The problem
Gather each line of the records where "tank" appears.

Stored entries:
'''
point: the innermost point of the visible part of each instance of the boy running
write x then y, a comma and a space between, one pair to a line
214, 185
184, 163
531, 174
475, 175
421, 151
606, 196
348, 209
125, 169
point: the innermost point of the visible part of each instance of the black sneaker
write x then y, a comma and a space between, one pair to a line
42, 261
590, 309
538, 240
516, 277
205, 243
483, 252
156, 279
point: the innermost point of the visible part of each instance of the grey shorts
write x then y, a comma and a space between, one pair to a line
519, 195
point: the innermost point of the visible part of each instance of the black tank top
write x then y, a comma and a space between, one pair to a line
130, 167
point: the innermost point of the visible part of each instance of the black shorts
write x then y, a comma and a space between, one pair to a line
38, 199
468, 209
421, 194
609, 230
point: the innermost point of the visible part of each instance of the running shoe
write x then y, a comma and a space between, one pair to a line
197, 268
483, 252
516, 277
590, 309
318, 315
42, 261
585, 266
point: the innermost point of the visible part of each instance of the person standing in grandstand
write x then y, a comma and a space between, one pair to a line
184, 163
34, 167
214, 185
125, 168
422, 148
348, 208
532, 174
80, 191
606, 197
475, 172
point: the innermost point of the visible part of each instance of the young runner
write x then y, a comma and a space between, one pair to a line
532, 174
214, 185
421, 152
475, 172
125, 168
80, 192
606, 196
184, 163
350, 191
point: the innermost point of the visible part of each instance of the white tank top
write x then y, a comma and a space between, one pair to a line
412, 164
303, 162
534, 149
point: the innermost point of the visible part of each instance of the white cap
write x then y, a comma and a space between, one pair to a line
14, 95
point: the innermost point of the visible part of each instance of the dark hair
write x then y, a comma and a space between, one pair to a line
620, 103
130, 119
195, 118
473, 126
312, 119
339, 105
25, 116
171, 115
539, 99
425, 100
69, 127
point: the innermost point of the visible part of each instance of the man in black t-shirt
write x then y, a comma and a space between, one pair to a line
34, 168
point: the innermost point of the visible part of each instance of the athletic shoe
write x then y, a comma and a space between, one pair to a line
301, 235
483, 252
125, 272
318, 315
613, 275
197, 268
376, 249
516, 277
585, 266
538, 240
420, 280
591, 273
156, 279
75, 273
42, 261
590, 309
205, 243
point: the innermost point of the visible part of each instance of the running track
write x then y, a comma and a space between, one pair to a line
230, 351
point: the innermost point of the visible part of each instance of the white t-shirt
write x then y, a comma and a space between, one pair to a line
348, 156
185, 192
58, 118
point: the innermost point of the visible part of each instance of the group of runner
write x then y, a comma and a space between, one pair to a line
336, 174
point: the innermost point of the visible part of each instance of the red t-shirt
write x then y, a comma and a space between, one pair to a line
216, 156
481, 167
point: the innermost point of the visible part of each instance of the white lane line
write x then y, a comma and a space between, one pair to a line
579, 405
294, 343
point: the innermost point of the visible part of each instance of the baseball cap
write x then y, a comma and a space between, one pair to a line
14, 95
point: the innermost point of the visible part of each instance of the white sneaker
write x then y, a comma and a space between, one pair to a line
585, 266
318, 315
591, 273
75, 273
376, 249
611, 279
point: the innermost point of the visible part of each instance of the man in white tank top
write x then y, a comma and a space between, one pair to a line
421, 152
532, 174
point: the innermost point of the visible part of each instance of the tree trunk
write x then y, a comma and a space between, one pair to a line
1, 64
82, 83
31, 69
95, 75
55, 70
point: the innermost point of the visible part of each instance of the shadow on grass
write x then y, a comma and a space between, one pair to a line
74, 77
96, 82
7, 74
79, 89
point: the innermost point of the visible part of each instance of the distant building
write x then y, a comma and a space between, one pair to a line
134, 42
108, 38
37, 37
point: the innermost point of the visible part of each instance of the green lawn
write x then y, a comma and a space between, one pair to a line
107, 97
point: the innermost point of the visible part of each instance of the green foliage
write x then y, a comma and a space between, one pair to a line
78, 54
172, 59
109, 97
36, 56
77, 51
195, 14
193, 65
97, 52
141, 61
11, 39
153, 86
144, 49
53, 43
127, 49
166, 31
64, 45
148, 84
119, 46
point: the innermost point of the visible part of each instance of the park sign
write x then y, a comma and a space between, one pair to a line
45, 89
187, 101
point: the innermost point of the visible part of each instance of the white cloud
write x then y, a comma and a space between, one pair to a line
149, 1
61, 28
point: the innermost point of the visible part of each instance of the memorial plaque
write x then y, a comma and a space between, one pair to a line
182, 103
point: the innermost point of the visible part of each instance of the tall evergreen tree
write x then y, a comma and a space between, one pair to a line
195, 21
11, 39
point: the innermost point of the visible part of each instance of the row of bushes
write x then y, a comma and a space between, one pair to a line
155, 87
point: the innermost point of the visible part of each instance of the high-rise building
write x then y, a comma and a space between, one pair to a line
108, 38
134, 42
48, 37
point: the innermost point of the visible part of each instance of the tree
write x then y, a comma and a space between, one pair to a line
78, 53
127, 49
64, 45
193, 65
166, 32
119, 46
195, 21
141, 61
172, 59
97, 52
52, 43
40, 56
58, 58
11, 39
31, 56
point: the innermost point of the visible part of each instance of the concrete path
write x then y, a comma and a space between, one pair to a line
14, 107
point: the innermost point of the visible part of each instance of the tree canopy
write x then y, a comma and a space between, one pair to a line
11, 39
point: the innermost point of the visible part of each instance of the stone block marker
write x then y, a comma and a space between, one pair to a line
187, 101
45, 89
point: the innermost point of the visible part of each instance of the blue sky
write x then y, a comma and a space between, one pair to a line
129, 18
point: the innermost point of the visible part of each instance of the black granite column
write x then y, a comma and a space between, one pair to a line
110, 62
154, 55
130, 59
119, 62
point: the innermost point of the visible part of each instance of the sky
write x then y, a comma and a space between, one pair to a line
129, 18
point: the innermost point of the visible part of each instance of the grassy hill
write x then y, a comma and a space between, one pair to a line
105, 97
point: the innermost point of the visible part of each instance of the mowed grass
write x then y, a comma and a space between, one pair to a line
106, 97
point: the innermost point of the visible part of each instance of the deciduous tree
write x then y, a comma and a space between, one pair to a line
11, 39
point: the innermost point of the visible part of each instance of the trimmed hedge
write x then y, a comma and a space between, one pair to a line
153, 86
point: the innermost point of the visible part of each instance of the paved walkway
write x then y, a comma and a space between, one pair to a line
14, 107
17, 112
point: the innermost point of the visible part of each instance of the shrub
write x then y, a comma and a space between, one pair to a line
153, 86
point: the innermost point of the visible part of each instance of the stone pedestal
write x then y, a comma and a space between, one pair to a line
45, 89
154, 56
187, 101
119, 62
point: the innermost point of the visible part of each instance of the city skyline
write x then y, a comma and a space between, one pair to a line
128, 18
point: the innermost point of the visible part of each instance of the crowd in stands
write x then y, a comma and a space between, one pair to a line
'''
Answer area
point: the innermost point of the visible part of each instance of the black tank top
point: the innermost point of the visible part of each instance of the white tank top
point: the innermost point of the visible part of each instance of the man in white tank top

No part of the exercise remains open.